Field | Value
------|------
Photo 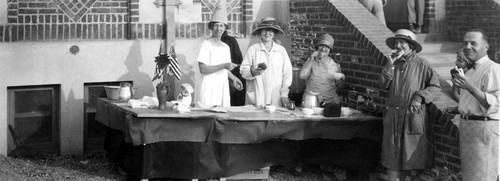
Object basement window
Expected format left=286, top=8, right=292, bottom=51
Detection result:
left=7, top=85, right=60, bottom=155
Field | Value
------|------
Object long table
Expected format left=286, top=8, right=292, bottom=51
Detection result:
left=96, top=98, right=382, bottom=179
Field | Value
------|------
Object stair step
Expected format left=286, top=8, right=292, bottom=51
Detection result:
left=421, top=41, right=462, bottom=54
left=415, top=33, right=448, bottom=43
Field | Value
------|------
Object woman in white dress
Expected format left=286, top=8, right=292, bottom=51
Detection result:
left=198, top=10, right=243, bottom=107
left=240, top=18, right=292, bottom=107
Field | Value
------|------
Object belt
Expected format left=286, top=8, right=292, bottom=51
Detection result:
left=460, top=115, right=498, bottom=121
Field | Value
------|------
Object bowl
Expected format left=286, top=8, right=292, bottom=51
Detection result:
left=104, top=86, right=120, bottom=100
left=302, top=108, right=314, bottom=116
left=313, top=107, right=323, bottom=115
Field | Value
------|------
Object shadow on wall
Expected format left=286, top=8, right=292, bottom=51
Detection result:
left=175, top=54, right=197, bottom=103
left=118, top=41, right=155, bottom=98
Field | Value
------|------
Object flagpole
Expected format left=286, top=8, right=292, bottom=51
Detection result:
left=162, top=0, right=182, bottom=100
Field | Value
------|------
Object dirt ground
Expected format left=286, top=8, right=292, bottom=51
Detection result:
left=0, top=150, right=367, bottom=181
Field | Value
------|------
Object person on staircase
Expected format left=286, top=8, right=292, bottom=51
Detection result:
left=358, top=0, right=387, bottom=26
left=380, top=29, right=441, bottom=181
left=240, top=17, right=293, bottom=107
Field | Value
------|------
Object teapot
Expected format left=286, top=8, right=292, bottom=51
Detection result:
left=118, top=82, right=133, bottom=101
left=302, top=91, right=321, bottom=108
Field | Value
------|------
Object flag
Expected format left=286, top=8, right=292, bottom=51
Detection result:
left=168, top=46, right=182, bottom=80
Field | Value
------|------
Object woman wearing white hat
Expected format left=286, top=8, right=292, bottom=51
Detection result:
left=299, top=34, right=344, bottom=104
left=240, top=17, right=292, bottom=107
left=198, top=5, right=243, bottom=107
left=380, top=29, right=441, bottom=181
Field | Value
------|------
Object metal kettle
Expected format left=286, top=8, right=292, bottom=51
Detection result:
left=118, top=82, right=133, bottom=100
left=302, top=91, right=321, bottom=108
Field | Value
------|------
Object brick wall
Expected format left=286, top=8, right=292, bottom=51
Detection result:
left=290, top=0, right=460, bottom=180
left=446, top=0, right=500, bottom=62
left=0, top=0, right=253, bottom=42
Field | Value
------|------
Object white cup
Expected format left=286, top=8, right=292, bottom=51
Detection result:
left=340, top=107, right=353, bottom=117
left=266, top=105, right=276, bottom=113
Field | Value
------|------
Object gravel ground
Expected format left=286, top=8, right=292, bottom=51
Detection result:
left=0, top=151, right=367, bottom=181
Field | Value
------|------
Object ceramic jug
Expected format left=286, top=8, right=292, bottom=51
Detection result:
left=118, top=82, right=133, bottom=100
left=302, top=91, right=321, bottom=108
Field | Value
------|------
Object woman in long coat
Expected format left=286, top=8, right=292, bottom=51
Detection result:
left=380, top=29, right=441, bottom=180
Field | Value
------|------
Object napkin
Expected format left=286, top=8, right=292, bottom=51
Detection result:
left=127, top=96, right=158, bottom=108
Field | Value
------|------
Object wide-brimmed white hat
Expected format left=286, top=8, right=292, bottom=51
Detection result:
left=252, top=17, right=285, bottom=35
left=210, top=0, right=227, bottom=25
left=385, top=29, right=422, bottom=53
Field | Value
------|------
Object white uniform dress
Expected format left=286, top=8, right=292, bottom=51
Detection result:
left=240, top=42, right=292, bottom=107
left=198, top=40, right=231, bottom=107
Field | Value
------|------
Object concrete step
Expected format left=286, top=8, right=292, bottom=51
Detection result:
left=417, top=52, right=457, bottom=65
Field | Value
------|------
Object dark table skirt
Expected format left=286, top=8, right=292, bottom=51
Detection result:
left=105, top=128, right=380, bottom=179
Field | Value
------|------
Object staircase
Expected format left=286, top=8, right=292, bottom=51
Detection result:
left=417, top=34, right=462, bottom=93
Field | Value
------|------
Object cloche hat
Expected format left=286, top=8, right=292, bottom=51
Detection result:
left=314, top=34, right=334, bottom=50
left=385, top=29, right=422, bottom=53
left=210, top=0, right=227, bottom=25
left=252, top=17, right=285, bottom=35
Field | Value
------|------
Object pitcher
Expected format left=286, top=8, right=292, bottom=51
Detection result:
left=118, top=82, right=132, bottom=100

Set problem:
Can you reproduce every one of the rows above word for word, leaving out the picture?

Written response:
Field | Value
------|------
Photo 
Object basement window
Expected format left=286, top=8, right=292, bottom=51
Detection result:
left=7, top=85, right=60, bottom=155
Field | Value
------|------
Object long table
Expected format left=286, top=8, right=292, bottom=51
Detection result:
left=96, top=98, right=382, bottom=179
Field | Value
------|------
Object stair step
Expected format left=286, top=8, right=292, bottom=51
Detection result:
left=421, top=41, right=462, bottom=54
left=415, top=33, right=448, bottom=43
Field | Value
------|------
Object woman in white dress
Expected format left=286, top=8, right=292, bottom=51
Detection result:
left=198, top=10, right=243, bottom=107
left=240, top=18, right=292, bottom=107
Field | Value
------|------
Object belt
Expected format left=286, top=8, right=292, bottom=51
Detection result:
left=460, top=115, right=498, bottom=121
Field | Value
------|------
Object bowl
Expected format left=286, top=8, right=292, bottom=51
Detection result:
left=104, top=86, right=120, bottom=100
left=302, top=108, right=314, bottom=116
left=313, top=107, right=323, bottom=115
Field | Value
------|------
Object shadow on wall
Expected format left=286, top=8, right=292, bottom=51
Detection result:
left=175, top=54, right=197, bottom=103
left=118, top=41, right=155, bottom=98
Field | Value
------|------
Object flagpole
Expected format left=286, top=8, right=292, bottom=51
Detection result:
left=162, top=0, right=182, bottom=100
Field | Value
------|------
Object dirt ground
Expected format left=286, top=8, right=292, bottom=51
Detection result:
left=0, top=150, right=367, bottom=181
Field | Value
------|------
Object person on staircase
Expected format left=286, top=8, right=292, bottom=51
Detection result:
left=358, top=0, right=387, bottom=26
left=380, top=29, right=441, bottom=181
left=240, top=17, right=293, bottom=107
Field | Value
------|------
Object teapot
Expected format left=286, top=8, right=292, bottom=51
Detection result:
left=118, top=82, right=133, bottom=101
left=302, top=91, right=321, bottom=108
Field | Value
------|------
Object flag
Expected format left=286, top=8, right=292, bottom=51
Detection result:
left=168, top=46, right=182, bottom=80
Field | Value
------|------
Object woman wearing white hat
Expected format left=286, top=8, right=292, bottom=51
Detection result:
left=299, top=34, right=344, bottom=104
left=240, top=17, right=292, bottom=107
left=198, top=5, right=243, bottom=107
left=380, top=29, right=441, bottom=181
Field | Value
------|------
Object metal kettle
Expected format left=286, top=8, right=292, bottom=51
Detection result:
left=118, top=82, right=133, bottom=100
left=302, top=91, right=321, bottom=108
Field | Value
------|------
Object brick wall
Expected format left=286, top=8, right=292, bottom=51
Detection result:
left=290, top=0, right=460, bottom=180
left=446, top=0, right=500, bottom=62
left=0, top=0, right=253, bottom=42
Field | Value
------|------
Object white cup
Expected format left=286, top=8, right=292, bottom=51
Detection result:
left=340, top=107, right=353, bottom=117
left=266, top=105, right=276, bottom=113
Field | Value
------|------
Object gravel ground
Expected format left=286, top=8, right=292, bottom=51
Detection result:
left=0, top=151, right=367, bottom=181
Field | Value
------|------
Object ceramic jug
Expected format left=286, top=8, right=292, bottom=51
Detection result:
left=118, top=82, right=133, bottom=100
left=302, top=91, right=321, bottom=108
Field | Value
------|------
Object woman in long coat
Expected format left=286, top=8, right=292, bottom=51
Detection result:
left=380, top=29, right=441, bottom=180
Field | Value
------|------
Object napkin
Expected format left=286, top=8, right=292, bottom=51
Detection result:
left=127, top=96, right=158, bottom=108
Field | Value
------|------
Object wide-brimmed white hat
Expected format left=286, top=8, right=292, bottom=51
Detection result:
left=252, top=17, right=285, bottom=35
left=210, top=0, right=227, bottom=25
left=385, top=29, right=422, bottom=53
Field | Value
------|------
Object white uniform dress
Expected format left=286, top=8, right=292, bottom=51
Detection result:
left=240, top=42, right=292, bottom=107
left=198, top=40, right=231, bottom=107
Field | Value
------|------
Object concrete step
Expected format left=286, top=8, right=292, bottom=51
Detection result:
left=417, top=52, right=457, bottom=65
Field | Value
------|------
Object dark table skirt
Expected format left=286, top=8, right=292, bottom=51
Detection result:
left=105, top=128, right=380, bottom=179
Field | Value
------|------
Object staircase
Expected format left=286, top=8, right=292, bottom=51
Detection result:
left=417, top=34, right=462, bottom=93
Field | Value
------|------
Object cloche hat
Expected format left=286, top=8, right=292, bottom=51
Detection result:
left=314, top=34, right=334, bottom=50
left=385, top=29, right=422, bottom=53
left=210, top=0, right=227, bottom=25
left=252, top=17, right=285, bottom=35
Field | Value
------|------
Object pitcher
Expected format left=286, top=8, right=292, bottom=51
Detection result:
left=118, top=82, right=132, bottom=100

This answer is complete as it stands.